▶ **Texto para leitura**
*Por Whisner Fraga*
O mais estranho nisso tudo (Patuá, 2023), romance de Mauro Donato, apresenta uma história complexa sobre acontecimentos do Brasil contemporâneo, sob a óptica de três protagonistas: Kleber, um ex-presidiário com tendências anarquistas, Luísa, uma fotojornalista que conquista a grande mídia e Alexandre, um jovem rico que se envolve em ativismo político. Tendo como pano de fundo os protestos contra os aumentos das tarifas do transporte público, em 2013 e a Copa do Mundo de Futebol, em 2014, o livro explora temas como a crítica à manipulação de informações de grandes veículos, a construção de narrativas para encobrir malfeitos, a desigualdade social, as contradições inerentes ao ativismo e os interesses nas relações interpessoais, de forma muito habilidosa, sem descambar, em nenhum momento, para a tentação do partidarismo ou dos clichês.
A narrativa de Donato direta, com diálogos que tentam retratar diversas camadas sociais, cada qual com seu jeito de falar, com seus dialetos. Além disso, por apresentar uma estrutura não linear, alternando entre diversas linhas temporais e vários pontos de vista, o livro se torna transgressor e um desafio para o leitor afeito a uma ficção mais comportada.
Luísa Moreira, atraída pelo poder, mas com uma forte consciência política, engajada politicamente, é um retrato da ascensão de pessoas de classes mais baixas, graças ao incentivo de políticas sociais. Independente, determinada e pragmática, tem uma história de ativismo com Kleber e se sente culpada por não o ajudar quando ele deixa a prisão. Luísa vive uma relação conflituosa com Alexandre, um sujeito privilegiado, que vai iniciar uma jornada contra as próprias crenças. Já Kleber, com um “inato espírito de liderança”, se posiciona visceralmente contra a Copa do Mundo no Brasil, alegando que o país deveria ter outras prioridades, denunciando a exploração capitalista, a alienação do sistema educacional e uma paz ilusória que beneficia apenas as classes dominantes. Torturado na cadeia, vê a própria saúde deteriorar, mas mantém a postura combativa, se recusando a se submeter ao sistema prisional.
Mauro Donato usa de sarcasmo, ironia, para ridicularizar alguns discursos e ações de personagens, dando uma atmosfera de isenção à trama. A linguagem, aqui, é suporte para expor um sistema de injustiças, falcatruas e outras mazelas fartamente encontradas na sociedade. O tom coloquial, muitas vezes usado no livro, serve para dar um caráter mais realista e direto, destacando não só o contexto da história, mas também a visão de cada um, segundo o papel desempenhado na trama e a própria forma com que interpreta a realidade. Em diversos momentos, Donato contrapõe uma fala erudita e politizada a outra, alienada e superficial, de maneira muito competente, sublinhando as diferenças ideológicas e sociais dos protagonistas. Cabe, ainda, citar a multiplicidade de discursos, quando o texto dialoga com outras expressões, como slogans de cartazes, letras de músicas, notícias de jornais, postagens em redes sociais, deixando o estilo dinâmico e chamando o leitor para perto da trama.

▶ **O que fazer 1**
Liste cada linha da listagem abaixo que traz a palavra "prompts", levando em conta maiúsculas e minúsculas.

▶ **Listagem do exercício**
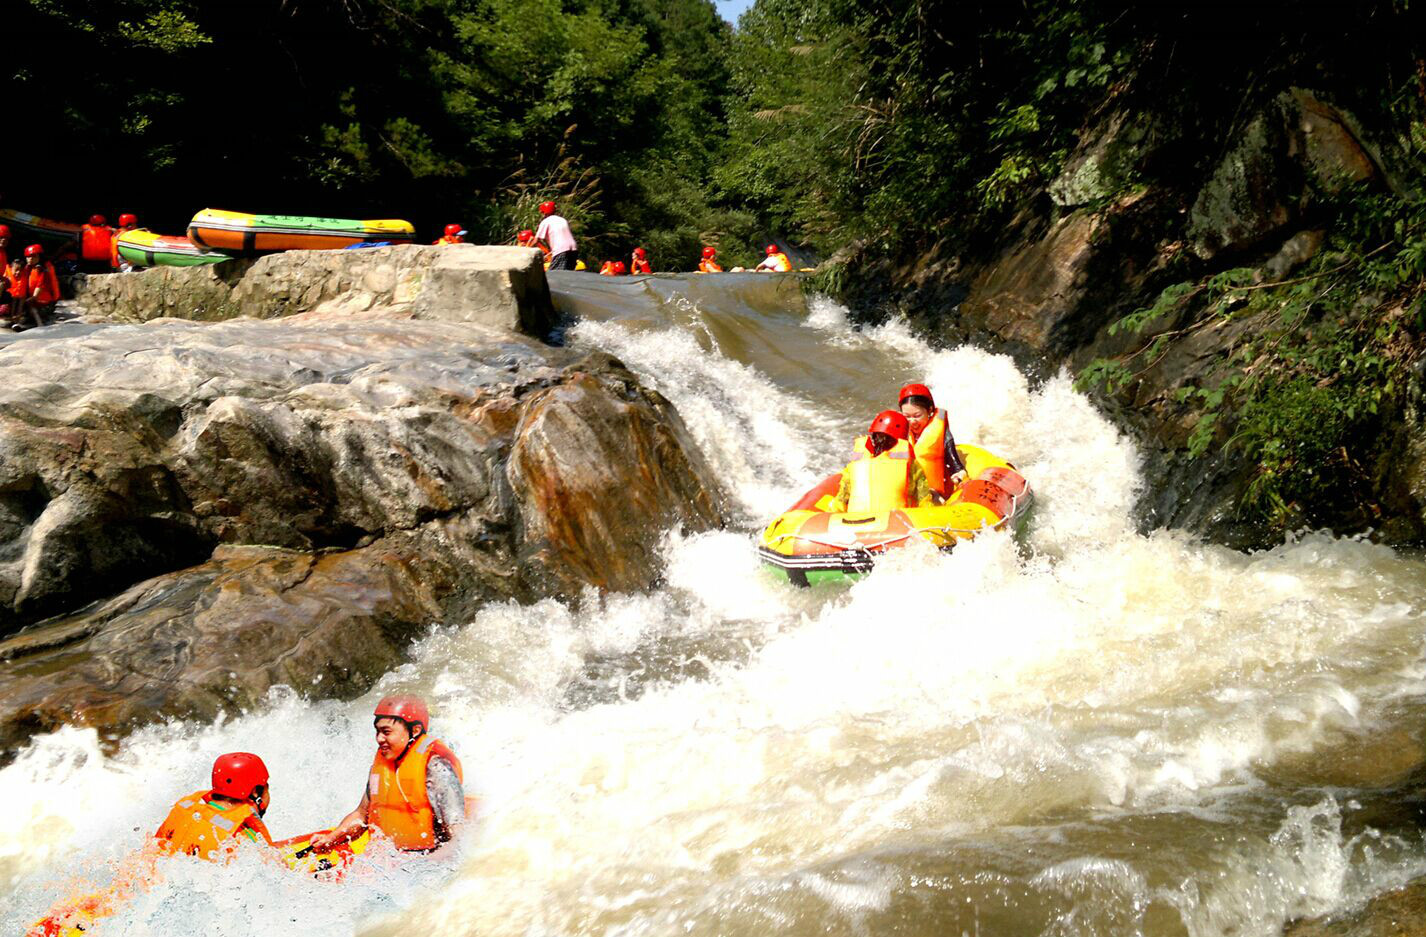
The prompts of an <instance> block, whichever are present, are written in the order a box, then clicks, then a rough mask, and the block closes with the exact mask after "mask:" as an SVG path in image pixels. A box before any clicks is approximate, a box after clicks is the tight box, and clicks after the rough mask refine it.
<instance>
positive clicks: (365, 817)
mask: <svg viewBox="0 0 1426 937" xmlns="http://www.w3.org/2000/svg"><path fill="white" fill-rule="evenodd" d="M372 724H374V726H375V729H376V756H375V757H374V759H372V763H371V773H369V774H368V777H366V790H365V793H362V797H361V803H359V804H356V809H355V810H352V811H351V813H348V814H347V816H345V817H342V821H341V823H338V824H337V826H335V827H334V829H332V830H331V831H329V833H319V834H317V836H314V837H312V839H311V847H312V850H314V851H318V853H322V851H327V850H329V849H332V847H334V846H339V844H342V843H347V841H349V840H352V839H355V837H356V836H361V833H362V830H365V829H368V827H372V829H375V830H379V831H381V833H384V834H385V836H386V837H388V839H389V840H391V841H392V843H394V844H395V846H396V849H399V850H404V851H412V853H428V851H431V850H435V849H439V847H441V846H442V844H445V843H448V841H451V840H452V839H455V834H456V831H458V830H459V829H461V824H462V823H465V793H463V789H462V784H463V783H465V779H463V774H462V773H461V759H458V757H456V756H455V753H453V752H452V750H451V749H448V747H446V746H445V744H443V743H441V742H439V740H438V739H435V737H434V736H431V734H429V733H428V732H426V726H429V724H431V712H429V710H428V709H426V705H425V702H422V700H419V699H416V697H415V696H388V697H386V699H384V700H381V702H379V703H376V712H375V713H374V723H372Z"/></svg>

--

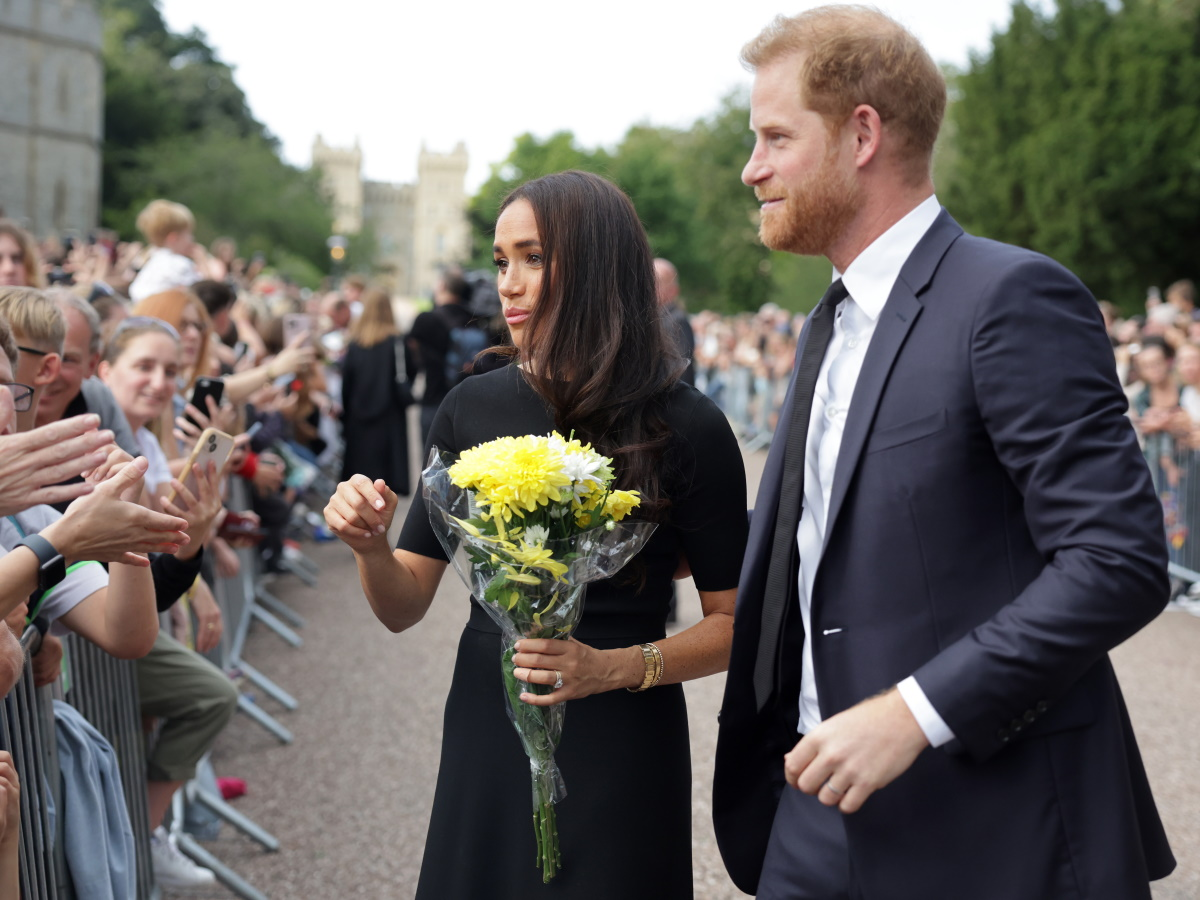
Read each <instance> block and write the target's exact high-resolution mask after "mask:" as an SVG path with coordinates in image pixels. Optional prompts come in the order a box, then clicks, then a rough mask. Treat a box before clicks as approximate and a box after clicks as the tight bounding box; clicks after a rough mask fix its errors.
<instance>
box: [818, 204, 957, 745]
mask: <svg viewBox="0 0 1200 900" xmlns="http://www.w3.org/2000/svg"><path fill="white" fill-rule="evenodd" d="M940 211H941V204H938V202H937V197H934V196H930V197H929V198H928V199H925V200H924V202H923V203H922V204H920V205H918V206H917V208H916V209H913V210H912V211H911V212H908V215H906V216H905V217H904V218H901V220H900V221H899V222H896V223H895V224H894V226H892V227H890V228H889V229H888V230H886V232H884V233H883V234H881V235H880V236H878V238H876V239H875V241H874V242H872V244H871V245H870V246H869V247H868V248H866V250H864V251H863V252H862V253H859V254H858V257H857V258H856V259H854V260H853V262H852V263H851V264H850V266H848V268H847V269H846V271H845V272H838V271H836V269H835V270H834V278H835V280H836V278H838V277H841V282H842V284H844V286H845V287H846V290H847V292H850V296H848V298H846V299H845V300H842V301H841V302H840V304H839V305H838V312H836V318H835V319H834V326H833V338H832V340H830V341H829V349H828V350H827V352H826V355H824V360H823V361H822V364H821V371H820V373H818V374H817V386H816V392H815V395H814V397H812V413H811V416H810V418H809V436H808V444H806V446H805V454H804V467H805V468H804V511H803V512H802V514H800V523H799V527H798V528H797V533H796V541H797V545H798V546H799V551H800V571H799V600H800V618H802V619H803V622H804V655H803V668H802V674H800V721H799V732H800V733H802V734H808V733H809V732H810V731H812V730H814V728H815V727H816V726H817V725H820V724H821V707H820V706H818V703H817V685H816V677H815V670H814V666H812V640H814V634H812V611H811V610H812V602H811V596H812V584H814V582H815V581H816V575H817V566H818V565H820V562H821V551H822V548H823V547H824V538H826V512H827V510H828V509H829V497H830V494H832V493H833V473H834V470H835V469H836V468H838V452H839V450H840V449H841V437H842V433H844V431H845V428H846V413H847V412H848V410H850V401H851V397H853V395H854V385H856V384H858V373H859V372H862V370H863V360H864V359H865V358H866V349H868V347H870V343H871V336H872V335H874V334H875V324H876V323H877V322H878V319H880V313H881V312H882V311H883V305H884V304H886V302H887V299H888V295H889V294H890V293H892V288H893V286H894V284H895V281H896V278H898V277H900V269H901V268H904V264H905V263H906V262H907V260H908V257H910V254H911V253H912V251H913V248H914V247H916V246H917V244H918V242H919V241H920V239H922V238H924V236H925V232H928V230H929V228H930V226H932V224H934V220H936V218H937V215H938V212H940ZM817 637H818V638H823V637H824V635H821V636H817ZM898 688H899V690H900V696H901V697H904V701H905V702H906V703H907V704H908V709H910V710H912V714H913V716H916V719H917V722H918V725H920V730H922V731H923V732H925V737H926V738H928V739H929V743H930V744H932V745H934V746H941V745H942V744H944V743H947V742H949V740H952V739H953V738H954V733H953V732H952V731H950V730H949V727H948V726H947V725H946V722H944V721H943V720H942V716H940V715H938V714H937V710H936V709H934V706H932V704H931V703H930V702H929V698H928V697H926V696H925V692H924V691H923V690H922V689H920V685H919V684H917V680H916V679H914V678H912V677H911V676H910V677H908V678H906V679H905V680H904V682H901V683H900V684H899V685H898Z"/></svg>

* * *

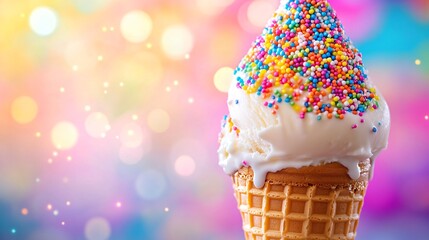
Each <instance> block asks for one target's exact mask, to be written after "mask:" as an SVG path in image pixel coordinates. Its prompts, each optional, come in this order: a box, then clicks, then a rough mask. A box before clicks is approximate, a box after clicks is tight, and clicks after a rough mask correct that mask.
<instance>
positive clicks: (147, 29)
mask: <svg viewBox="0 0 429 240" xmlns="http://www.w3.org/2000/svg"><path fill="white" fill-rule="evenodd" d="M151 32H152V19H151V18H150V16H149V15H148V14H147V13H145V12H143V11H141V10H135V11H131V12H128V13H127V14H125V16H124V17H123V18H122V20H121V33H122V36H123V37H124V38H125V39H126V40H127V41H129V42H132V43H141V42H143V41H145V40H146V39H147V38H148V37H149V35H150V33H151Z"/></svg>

▶ **O que fazer 2**
Devolva, sem nenhuma alteração, o trecho da resenha do romance lá em cima que começa em "A narrativa de" e termina em "ficção mais comportada.".

▶ **Sua resposta 1**
The prompts of an <instance> block, whichever are present, are written in the order a box, then clicks, then a rough mask, and the block closes with the exact mask after "mask:" as an SVG path in image pixels. A box before any clicks is approximate, a box after clicks is the tight box, and clicks after the rough mask refine it.
Read each <instance> block and write the target's exact high-resolution mask after "mask:" as an SVG path with coordinates in image pixels. Optional prompts come in the order a box, then clicks, then a rough mask. Treat a box before clicks as approximate and a box after clicks as the tight bounding box; clicks after a rough mask fix its errors.
Each <instance> block asks for one target's exact mask, to be written after "mask:" as an SVG path in image pixel coordinates. Its prompts, each optional, come in this order: a box, then clicks, then a rough mask. A box before clicks is approximate, a box after clicks is tight, and clicks after a rough mask correct that mask.

▶ **Sua resposta 2**
A narrativa de Donato direta, com diálogos que tentam retratar diversas camadas sociais, cada qual com seu jeito de falar, com seus dialetos. Além disso, por apresentar uma estrutura não linear, alternando entre diversas linhas temporais e vários pontos de vista, o livro se torna transgressor e um desafio para o leitor afeito a uma ficção mais comportada.